Closed bkad closed 4 weeks ago
@bkad can you give a concrete example of what you're aiming for here? Passing flags to entry points is definitely supported already using --inject-args
. See this example use: https://docs.pex-tool.org/recipes.html#uvicorn-and-other-customizable-application-servers. What you can't do is pass flags to CPython itself when running an entry point (like, say -B
to skip bytecode generation). Is that the style of thing you want to do here?
What you can't do is pass flags to CPython itself
This is what I'm trying to do, pass -u
to CPython. Alternatively, I could use the PYTHONUNBUFFERED environment variable, but I'd like to configure this within the PEX at build time rather than everywhere the PEX is executed. Passing PYTHONUNBUFFERED through --inject-env
has no effect on the re-executed interpreter for some reason.
Ok. Yeah, you generally can't do this today. Only one incantation gets this to work, and then only after the 1st run:
exe.py:
import sys
if __name__ == "__main__":
print(sys.stdout.buffer)
:; pex --exe exe.py -o test.pex --python-shebang "/usr/bin/env python -u" --sh-boot
Nets:
:; ./test.pex
<_io.BufferedWriter name='<stdout>'>
:; ./test.pex
<_io.FileIO name='<stdout>' mode='wb' closefd=False>
:; ./test.pex
<_io.FileIO name='<stdout>' mode='wb' closefd=False>
...

-- What this exercise asks --
A – Answer these about the PEX discussion:
(i) Which option does the first reply say already lets you pass flags to entry points?
(ii) Which flag does the person asking want to pass to CPython?
(iii) Which environment variable do they name as an alternative?
B – List every command-line option in the PEX discussion that begins with two hyphens.
C – Write the next few lines of the PEX discussion, picking up after its final line.
The records that come next have nothing to do with the PEX discussion.

-- Dataset records --
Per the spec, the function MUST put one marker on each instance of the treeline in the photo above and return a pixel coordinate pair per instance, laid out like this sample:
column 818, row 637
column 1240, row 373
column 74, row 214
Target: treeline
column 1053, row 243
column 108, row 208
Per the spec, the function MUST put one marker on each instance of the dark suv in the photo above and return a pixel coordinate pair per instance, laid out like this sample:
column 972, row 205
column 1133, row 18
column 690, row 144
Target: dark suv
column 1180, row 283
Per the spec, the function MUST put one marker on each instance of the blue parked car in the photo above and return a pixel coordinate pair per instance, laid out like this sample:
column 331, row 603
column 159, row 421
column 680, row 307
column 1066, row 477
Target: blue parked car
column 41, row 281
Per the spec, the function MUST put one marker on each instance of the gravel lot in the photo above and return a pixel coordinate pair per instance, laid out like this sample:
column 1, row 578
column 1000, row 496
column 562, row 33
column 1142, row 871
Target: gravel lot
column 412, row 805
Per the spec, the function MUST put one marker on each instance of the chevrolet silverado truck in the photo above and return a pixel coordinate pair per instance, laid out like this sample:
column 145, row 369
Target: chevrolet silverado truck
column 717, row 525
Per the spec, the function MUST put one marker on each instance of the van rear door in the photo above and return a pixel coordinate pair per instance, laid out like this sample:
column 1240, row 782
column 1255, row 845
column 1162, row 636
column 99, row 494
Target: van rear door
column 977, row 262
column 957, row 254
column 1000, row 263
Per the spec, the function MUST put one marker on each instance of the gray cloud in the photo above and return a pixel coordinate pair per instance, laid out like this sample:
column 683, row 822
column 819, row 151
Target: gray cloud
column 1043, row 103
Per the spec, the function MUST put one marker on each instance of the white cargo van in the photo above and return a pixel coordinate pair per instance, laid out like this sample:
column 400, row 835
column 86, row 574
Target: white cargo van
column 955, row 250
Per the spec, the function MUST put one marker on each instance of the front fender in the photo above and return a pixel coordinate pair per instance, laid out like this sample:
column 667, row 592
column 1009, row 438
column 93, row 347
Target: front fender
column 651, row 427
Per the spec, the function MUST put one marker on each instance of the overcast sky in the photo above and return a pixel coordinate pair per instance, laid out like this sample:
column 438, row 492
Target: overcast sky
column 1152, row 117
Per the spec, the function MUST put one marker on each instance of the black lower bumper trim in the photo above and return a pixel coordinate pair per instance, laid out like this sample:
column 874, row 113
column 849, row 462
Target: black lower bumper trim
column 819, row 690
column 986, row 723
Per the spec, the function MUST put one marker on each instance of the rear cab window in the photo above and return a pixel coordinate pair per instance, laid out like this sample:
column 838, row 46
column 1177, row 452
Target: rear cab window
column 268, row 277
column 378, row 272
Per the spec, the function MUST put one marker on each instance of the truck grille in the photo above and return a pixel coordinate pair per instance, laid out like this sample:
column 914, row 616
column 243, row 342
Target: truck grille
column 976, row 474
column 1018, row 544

-- Task-by-task answers --
A –
(i) --inject-args
(ii) -u
(iii) PYTHONUNBUFFERED

B – --inject-args, --inject-env, --exe, --python-shebang, --sh-boot

C –
Why this works is fairly arcane, but basically --sh-boot
respects args it finds in --python-shebang
(even if the --python-shebang specified is not valid!) and, after 1st boot when the PEX is laid out on disk under the PEX_ROOT, --sh-boot
optimizes by directly calling <full path to compatible python it discovered> <python args from --python-shebang> <installed PEX path/__main__.py> "$@"
. Notably, this only works for plain PEXes and not --venv
PEXes. Since most PEX users probably want both --sh-boot
and --venv
for minimum boot latency and max Python ecosystem compatibility, the example incantation is not generally viable.
In summary, @bkad this seems like a good feature to support across all PEX styles.
For a bit more insight on the --sh-boot
machinery, using the example test.pex above:
:; head -123 test.pex
#!/bin/sh
# N.B.: This script should stick to syntax defined for POSIX `sh` and avoid non-builtins.
# See: https://pubs.opengroup.org/onlinepubs/9699919799/idx/shell.html
set -eu
VENV=""
VENV_PYTHON_ARGS="-sE"
# N.B.: This ensures tilde-expansion of the DEFAULT_PEX_ROOT value.
DEFAULT_PEX_ROOT="$(echo ~/.pex)"
DEFAULT_PYTHON="/usr/bin/env"
DEFAULT_PYTHON_ARGS="python -u"
PEX_ROOT="${PEX_ROOT:-${DEFAULT_PEX_ROOT}}"
INSTALLED_PEX="${PEX_ROOT}/unzipped_pexes/466b0553ddeea983208b65ba0b5f9870e10b1127"
if [ -n "${VENV}" -a -x "${INSTALLED_PEX}" ]; then
# We're a --venv execution mode PEX installed under the PEX_ROOT and the venv
# interpreter to use is embedded in the shebang of our venv pex script; so just
# execute that script directly.
export PEX="$0"
if [ -n "${VENV_PYTHON_ARGS}" ]; then
exec "${INSTALLED_PEX}/bin/python" "${VENV_PYTHON_ARGS}" "${INSTALLED_PEX}" \
"$@"
else
exec "${INSTALLED_PEX}/bin/python" "${INSTALLED_PEX}" "$@"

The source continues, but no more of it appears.